EXERCISE OBJECTIVE
Copy the lines verbatim, beginning with the line that contains "Target: dark red window frame" and continuing through the end of the data, and only those lines.
* START *
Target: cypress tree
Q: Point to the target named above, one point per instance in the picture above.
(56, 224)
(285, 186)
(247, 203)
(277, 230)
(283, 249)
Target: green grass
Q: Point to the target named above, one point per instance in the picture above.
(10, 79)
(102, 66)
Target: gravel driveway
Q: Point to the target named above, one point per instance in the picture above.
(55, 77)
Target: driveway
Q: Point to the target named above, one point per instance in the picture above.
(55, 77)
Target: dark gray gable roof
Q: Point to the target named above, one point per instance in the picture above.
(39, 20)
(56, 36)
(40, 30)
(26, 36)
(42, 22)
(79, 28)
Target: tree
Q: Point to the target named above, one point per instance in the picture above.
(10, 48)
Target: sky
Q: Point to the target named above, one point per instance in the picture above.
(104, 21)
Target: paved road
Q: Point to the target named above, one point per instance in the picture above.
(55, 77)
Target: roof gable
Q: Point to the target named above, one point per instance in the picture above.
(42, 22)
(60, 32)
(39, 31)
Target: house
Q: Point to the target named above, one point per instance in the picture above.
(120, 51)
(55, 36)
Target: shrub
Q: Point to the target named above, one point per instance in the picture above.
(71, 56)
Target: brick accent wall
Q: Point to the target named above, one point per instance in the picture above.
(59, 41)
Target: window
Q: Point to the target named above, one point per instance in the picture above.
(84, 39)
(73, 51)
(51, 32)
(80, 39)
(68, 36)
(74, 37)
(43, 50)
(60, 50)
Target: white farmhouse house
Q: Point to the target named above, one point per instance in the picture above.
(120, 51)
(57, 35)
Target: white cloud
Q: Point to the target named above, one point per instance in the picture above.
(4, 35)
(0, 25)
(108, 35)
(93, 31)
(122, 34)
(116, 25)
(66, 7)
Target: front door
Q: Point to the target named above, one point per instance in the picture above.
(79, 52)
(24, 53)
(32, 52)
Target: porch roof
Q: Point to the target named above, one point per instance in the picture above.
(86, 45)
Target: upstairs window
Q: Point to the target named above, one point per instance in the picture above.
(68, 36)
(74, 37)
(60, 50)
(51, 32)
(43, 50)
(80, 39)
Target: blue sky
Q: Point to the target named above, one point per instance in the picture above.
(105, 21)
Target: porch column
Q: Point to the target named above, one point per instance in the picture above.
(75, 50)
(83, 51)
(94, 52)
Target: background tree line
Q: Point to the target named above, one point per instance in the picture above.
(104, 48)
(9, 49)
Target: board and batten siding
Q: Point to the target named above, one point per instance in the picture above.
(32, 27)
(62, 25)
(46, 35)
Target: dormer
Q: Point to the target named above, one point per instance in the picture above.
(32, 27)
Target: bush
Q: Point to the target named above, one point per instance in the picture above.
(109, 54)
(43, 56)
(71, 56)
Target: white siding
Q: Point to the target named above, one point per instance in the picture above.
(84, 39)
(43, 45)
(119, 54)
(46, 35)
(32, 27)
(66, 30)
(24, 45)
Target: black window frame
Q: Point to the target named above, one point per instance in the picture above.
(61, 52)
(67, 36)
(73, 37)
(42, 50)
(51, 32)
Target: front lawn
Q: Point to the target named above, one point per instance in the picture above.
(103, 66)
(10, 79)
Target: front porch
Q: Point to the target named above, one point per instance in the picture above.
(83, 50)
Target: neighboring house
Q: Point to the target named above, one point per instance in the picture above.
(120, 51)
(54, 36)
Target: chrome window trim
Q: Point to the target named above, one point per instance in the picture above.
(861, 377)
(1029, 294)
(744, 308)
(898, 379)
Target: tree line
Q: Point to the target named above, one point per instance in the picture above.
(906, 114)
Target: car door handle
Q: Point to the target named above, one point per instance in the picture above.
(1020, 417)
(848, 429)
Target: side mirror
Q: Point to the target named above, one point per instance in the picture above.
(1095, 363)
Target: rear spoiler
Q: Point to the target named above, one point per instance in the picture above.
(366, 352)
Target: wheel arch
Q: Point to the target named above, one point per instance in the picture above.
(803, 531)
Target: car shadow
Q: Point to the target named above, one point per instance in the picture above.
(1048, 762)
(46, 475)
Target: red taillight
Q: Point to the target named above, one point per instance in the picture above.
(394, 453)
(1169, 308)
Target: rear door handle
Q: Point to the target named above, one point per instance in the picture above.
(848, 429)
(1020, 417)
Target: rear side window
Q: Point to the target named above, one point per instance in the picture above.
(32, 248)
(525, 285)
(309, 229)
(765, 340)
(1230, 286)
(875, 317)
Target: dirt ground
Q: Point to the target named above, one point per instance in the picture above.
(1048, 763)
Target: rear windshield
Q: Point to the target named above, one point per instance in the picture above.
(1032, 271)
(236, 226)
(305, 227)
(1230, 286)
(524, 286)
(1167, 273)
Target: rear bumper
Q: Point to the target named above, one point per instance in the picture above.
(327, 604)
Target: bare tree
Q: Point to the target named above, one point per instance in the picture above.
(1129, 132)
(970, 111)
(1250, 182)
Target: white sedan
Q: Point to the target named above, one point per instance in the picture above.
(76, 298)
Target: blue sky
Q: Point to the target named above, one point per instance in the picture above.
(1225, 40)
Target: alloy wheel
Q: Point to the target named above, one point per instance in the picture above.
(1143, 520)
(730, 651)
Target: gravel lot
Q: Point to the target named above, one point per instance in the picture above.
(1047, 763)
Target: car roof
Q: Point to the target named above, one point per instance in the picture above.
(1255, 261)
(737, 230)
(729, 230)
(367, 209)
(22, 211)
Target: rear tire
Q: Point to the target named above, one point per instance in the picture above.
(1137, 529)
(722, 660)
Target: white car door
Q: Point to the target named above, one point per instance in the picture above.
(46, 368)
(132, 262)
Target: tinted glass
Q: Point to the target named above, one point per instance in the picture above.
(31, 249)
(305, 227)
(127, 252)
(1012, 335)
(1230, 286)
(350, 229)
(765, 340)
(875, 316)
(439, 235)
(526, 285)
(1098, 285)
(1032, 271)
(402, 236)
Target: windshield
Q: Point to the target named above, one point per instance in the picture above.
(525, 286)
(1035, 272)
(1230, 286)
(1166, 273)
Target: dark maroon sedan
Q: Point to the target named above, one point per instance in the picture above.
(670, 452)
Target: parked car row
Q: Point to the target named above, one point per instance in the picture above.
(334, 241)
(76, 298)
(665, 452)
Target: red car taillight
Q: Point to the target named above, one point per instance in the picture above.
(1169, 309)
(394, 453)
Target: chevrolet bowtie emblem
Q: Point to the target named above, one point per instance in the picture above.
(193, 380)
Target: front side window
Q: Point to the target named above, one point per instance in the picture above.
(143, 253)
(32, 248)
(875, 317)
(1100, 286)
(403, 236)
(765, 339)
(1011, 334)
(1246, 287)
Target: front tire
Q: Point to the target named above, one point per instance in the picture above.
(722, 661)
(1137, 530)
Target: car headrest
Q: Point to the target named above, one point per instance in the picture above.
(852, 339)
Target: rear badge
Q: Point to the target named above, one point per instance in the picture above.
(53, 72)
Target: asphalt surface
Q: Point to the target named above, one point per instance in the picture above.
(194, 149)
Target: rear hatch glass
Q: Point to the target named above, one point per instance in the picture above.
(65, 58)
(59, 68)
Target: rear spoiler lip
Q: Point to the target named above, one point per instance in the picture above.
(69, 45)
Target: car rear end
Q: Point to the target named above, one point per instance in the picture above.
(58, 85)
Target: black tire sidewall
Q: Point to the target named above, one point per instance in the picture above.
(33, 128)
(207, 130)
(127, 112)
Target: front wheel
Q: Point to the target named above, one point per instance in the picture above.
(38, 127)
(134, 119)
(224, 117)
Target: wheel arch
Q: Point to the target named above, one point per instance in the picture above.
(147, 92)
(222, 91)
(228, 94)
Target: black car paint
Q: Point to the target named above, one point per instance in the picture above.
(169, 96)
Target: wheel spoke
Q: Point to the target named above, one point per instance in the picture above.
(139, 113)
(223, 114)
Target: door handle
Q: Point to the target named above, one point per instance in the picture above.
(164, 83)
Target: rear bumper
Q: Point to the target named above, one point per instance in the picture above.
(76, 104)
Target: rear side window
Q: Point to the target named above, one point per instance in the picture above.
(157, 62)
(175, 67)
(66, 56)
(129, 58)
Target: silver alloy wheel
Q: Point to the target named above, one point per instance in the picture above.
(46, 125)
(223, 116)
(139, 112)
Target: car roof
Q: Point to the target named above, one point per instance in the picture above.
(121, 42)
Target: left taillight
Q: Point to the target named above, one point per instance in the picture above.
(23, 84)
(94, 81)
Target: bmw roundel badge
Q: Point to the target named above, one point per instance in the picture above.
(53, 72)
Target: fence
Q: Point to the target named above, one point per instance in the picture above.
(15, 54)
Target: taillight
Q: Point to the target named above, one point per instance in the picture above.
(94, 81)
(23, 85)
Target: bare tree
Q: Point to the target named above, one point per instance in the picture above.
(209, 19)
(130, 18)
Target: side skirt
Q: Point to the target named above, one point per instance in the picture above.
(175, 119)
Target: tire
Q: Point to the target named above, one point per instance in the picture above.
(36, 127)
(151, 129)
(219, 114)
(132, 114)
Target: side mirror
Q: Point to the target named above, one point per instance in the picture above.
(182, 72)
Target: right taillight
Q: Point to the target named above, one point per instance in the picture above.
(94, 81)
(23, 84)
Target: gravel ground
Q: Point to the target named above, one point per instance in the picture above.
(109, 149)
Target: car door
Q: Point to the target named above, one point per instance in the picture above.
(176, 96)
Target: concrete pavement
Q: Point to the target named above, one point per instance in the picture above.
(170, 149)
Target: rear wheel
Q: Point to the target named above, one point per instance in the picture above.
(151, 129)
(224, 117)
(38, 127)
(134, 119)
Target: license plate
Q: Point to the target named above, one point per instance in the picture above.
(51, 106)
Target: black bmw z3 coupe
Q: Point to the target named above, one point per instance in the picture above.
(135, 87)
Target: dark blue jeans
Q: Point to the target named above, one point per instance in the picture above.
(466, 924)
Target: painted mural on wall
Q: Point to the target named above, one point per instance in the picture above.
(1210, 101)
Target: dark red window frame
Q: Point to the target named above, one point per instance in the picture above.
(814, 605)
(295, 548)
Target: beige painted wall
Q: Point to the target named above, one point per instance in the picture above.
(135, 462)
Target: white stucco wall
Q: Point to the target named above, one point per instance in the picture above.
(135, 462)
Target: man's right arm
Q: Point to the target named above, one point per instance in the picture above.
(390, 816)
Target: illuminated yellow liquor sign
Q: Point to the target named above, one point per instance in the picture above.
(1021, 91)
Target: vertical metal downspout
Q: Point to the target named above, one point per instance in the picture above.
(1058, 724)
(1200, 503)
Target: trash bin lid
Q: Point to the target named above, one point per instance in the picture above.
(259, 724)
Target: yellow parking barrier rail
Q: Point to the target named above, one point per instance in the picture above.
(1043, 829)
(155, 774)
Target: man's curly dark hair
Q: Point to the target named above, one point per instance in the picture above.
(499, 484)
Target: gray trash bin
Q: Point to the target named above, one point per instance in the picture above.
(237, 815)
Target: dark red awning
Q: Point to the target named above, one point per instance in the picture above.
* END *
SOLUTION TO THIS EXERCISE
Target: dark red window frame
Q: Point to the target named above, one point per instance in the picture above.
(814, 605)
(295, 548)
Target: beige painted wall
Q: Point to the target named above, one point per instance in the picture above.
(135, 462)
Target: white stucco wall
Q: Point to the target named above, one point per instance in the picture above.
(135, 462)
Target: man's right arm
Q: Point to the target named above, one point per instance in the picture above.
(390, 816)
Target: illuminated yellow liquor sign
Q: Point to the target named above, one point per instance in the picture above.
(1021, 91)
Target: vertical metal downspout
Q: Point to the target named above, one point per instance in the picture above.
(1058, 724)
(1200, 503)
Target: trash bin lid
Q: Point to the target named above, one point per instance in the picture above.
(259, 724)
Target: yellow parking barrier rail
Q: Point to the target named above, one point per instance in the picture above.
(1043, 829)
(155, 774)
Target: man's curly dark hair
Q: Point to the target named above, one point per instance in the picture above.
(499, 484)
Target: gray trash bin
Q: Point to the target named above, one point per instance in the picture above.
(237, 815)
Target: dark red awning
Q: Point to the target named above, one point per instance in the picture above.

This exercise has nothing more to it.